══ DATA FOR THE TASK
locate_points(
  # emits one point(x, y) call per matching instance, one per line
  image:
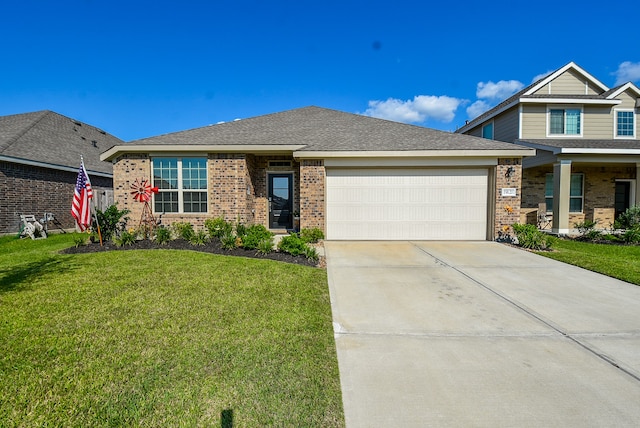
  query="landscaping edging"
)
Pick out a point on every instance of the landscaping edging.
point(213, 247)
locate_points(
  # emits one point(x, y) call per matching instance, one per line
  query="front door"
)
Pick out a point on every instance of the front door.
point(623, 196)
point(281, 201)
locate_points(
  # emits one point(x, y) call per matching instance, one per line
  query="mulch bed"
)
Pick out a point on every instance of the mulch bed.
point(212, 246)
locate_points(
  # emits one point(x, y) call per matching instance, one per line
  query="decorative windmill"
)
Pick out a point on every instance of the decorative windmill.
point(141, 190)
════
══ DATA FOR THE TASK
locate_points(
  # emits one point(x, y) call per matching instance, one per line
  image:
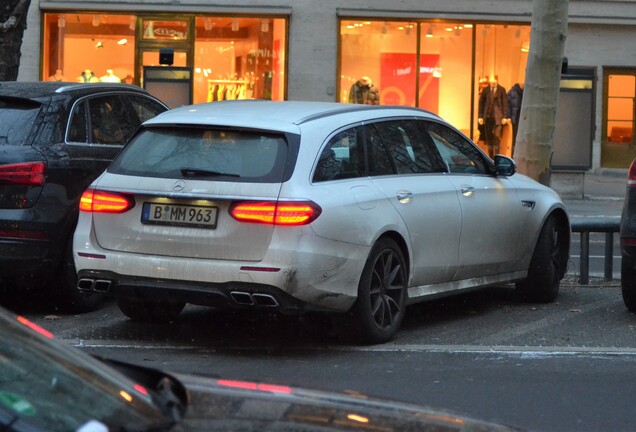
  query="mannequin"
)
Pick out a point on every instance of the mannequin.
════
══ DATA FOR THE TASK
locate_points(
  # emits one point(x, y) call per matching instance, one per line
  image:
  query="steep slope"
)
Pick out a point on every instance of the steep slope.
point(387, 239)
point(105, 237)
════
> **PROBLEM REQUIREMENTS**
State how many lines of the data include the word "mannequin", with nothing else.

> **WRITTEN ANSWER**
2